Start of Dataset

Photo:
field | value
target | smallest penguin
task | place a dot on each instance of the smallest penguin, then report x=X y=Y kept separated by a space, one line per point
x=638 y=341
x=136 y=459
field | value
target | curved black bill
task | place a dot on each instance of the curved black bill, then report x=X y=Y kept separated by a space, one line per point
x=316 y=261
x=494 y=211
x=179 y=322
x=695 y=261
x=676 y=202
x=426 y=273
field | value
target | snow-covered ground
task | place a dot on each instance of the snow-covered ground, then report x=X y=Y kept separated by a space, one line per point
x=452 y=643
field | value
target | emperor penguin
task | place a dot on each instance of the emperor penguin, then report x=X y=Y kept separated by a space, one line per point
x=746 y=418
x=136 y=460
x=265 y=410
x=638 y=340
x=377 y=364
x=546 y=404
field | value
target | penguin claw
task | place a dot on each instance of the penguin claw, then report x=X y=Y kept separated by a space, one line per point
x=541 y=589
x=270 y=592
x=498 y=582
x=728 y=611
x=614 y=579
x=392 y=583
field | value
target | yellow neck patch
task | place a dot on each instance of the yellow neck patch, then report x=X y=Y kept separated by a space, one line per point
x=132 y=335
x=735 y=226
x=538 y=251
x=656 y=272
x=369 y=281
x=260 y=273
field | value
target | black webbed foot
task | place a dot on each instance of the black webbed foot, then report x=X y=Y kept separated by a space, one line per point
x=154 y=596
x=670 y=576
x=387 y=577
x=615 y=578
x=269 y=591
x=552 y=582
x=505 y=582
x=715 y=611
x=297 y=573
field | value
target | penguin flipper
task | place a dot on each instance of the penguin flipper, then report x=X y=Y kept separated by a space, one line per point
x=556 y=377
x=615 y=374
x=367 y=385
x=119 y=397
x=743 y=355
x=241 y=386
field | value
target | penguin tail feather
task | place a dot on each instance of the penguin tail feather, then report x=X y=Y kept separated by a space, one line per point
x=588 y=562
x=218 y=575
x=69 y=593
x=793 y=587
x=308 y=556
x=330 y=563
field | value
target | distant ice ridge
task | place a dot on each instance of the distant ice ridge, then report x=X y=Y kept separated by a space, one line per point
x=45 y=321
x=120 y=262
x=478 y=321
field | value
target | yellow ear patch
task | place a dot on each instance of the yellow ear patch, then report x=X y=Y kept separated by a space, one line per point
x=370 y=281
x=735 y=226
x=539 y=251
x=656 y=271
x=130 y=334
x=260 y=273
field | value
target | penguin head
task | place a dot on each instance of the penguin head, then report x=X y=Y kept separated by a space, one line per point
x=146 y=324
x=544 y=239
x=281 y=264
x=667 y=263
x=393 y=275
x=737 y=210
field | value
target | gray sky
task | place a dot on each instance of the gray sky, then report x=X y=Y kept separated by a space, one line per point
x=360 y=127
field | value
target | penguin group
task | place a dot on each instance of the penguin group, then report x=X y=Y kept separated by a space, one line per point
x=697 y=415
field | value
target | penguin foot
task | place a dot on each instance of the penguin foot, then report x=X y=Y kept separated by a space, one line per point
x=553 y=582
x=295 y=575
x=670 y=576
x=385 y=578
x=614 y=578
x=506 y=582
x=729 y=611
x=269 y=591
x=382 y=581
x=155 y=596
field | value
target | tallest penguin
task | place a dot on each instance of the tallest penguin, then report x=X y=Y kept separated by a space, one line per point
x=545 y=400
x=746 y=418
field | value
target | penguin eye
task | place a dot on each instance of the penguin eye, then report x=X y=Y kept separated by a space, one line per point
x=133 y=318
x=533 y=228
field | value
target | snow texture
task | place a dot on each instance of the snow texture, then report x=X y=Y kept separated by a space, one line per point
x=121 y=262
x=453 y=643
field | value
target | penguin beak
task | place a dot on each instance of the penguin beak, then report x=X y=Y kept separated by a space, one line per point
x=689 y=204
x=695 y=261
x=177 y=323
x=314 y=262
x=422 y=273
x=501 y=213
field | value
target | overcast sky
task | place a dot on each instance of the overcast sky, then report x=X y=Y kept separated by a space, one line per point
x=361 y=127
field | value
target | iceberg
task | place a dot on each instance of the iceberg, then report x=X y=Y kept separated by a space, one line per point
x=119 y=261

End of Dataset

Aim = Give the listing above again, word for word.

In response =
Photo:
field | value
target | smallest penguin
task | place a dot on each instance of the smallest penguin, then report x=X y=Y kept separated by a space, one line per point
x=638 y=341
x=136 y=459
field | value
target | curved black bill
task | place a dot on each instance of the curved black bill, then report x=X y=Y kept separated by a space, one line per point
x=316 y=261
x=494 y=211
x=179 y=322
x=695 y=261
x=676 y=202
x=426 y=273
field | value
target | snow-covered ground
task | place a dot on each instance of the snow-covered ground, then report x=X y=Y kept separated by a space, one line per point
x=452 y=643
field | value
target | emperor penguin
task | place a dot on each instance of the emperor penguin, then report x=X y=Y kept separated by a space, one line per point
x=746 y=418
x=136 y=460
x=265 y=410
x=638 y=340
x=377 y=364
x=546 y=404
field | value
target | penguin claw
task | place a dot on each instance of the penguin claw, then report x=X y=Y kept separated by a space, one line per point
x=541 y=589
x=270 y=592
x=498 y=582
x=728 y=611
x=614 y=579
x=392 y=583
field | value
target | yellow neck patch
task | place a dot on each instance of the yellow neck patch, then report x=X y=Y kept separated by a space, one line per point
x=132 y=335
x=735 y=226
x=538 y=251
x=656 y=272
x=369 y=281
x=260 y=273
field | value
target | black webbed foot
task | place a dot on each instance of the black webbed foot, then report x=X y=Y kept separated by a space, one line per point
x=154 y=596
x=670 y=576
x=387 y=577
x=615 y=578
x=269 y=591
x=552 y=582
x=505 y=582
x=715 y=611
x=297 y=573
field | value
target | penguin flipper
task | place a dot on each instance of the penguin flipper, then report x=X y=Y kept separated by a space, one line per point
x=556 y=377
x=615 y=374
x=367 y=385
x=119 y=397
x=743 y=355
x=241 y=386
field | value
target | penguin tail feather
task | place a dot on each instance of the penguin tail feather, then report x=X y=Y kept separated by a space, one line per point
x=588 y=562
x=218 y=575
x=69 y=593
x=793 y=587
x=308 y=556
x=330 y=563
field | value
target | distant ice ridge
task | place a dot on each instance of the distant ice ridge, then report x=X y=Y kept separated by a space, one line per point
x=45 y=321
x=120 y=262
x=478 y=321
field | value
target | yellow ear patch
task | place a dot on each instance of the yellow ear patch, then report x=X y=Y kept separated by a space, one line per point
x=370 y=281
x=735 y=226
x=539 y=251
x=656 y=271
x=130 y=334
x=260 y=273
field | value
target | penguin head
task | place a dot on each instance of the penguin head, then report x=X y=Y kept separated by a space, one line per point
x=146 y=324
x=544 y=239
x=281 y=264
x=667 y=263
x=393 y=275
x=737 y=210
field | value
target | gray sky
task | place a dot on each instance of the gray sky, then report x=X y=Y kept separated by a space, one line per point
x=360 y=127
field | value
target | penguin group
task | place a dot on each instance of the penguin group, then report x=X y=Y kept separated by a space, one line per point
x=697 y=415
field | value
target | penguin foot
task | place a dot on each instance of the penguin foot, then report x=X y=Y kept separated by a space, one line per point
x=553 y=582
x=295 y=575
x=670 y=576
x=385 y=578
x=614 y=578
x=506 y=582
x=729 y=611
x=269 y=591
x=382 y=581
x=155 y=596
field | value
target | tallest penguin
task | place a dot on each instance of the tallest penguin, then report x=X y=Y kept separated by a space, one line per point
x=545 y=400
x=746 y=418
field | value
target | penguin eye
task | place a dot on each instance of the penguin eye, then report x=X y=Y kept separated by a space, one line per point
x=133 y=318
x=533 y=228
field | value
target | snow texture
task | place a dot on each instance of the snow texture, then report x=X y=Y kept separated by a space, one line per point
x=121 y=262
x=453 y=643
field | value
target | penguin beak
task | place a dot on each instance of the penguin beak, then report x=X y=Y kept separated by a space, one line per point
x=689 y=204
x=695 y=261
x=177 y=323
x=314 y=262
x=422 y=273
x=501 y=213
field | value
target | overcast sky
task | place a dot on each instance of the overcast sky, then report x=X y=Y kept separated by a space, one line per point
x=361 y=127
field | value
target | iceberg
task | place a dot on each instance of the iceberg, then report x=X y=Y kept separated by a space, one line per point
x=119 y=261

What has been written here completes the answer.